**Brief:**
Repeat the entries below without any changes, from the line holding "Query: white car" through the end of the entries, with both ends included.

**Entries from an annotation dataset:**
<<<<

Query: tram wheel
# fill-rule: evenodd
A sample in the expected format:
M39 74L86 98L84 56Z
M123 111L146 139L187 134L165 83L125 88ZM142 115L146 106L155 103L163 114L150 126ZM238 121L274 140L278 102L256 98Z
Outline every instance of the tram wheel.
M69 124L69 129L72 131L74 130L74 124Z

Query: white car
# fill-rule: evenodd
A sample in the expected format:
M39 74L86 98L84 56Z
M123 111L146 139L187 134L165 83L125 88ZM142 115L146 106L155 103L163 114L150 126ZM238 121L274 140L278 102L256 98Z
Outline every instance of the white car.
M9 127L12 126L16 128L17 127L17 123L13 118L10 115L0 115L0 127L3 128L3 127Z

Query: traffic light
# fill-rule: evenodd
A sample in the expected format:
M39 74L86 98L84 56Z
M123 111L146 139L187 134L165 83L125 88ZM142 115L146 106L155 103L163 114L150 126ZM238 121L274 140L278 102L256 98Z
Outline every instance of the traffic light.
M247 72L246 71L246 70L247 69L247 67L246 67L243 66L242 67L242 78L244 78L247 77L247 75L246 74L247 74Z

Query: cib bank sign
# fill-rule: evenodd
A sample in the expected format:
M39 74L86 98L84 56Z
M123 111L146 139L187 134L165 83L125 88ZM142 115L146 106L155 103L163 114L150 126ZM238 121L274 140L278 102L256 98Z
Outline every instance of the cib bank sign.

>>>>

**Reply:**
Query: white car
# fill-rule: evenodd
A sample in the expected format:
M39 74L86 98L84 56Z
M123 111L146 139L187 134L165 83L125 88ZM142 115L146 106L155 103L163 114L150 126ZM238 121L274 140L278 102L256 98Z
Outline every instance of the white car.
M9 127L12 126L16 128L17 127L17 123L13 118L10 115L0 115L0 127L3 128L3 127Z

Query: traffic light
# fill-rule: evenodd
A sample in the expected format:
M39 74L86 98L84 56Z
M123 111L146 139L187 134L165 83L125 88ZM142 115L146 106L155 103L163 114L150 126ZM238 121L274 140L278 102L256 98Z
Outline every instance of the traffic light.
M247 72L246 71L246 70L247 69L247 67L246 67L243 66L242 67L242 78L244 78L247 77L247 75L246 74L247 74Z

Query: cib bank sign
# fill-rule: evenodd
A sample in the expected format:
M39 74L86 98L84 56Z
M123 111L146 139L187 134L165 83L125 88ZM142 115L146 106L155 103L163 114L150 126ZM238 121L274 140L278 102L256 98Z
Outline every instance of the cib bank sign.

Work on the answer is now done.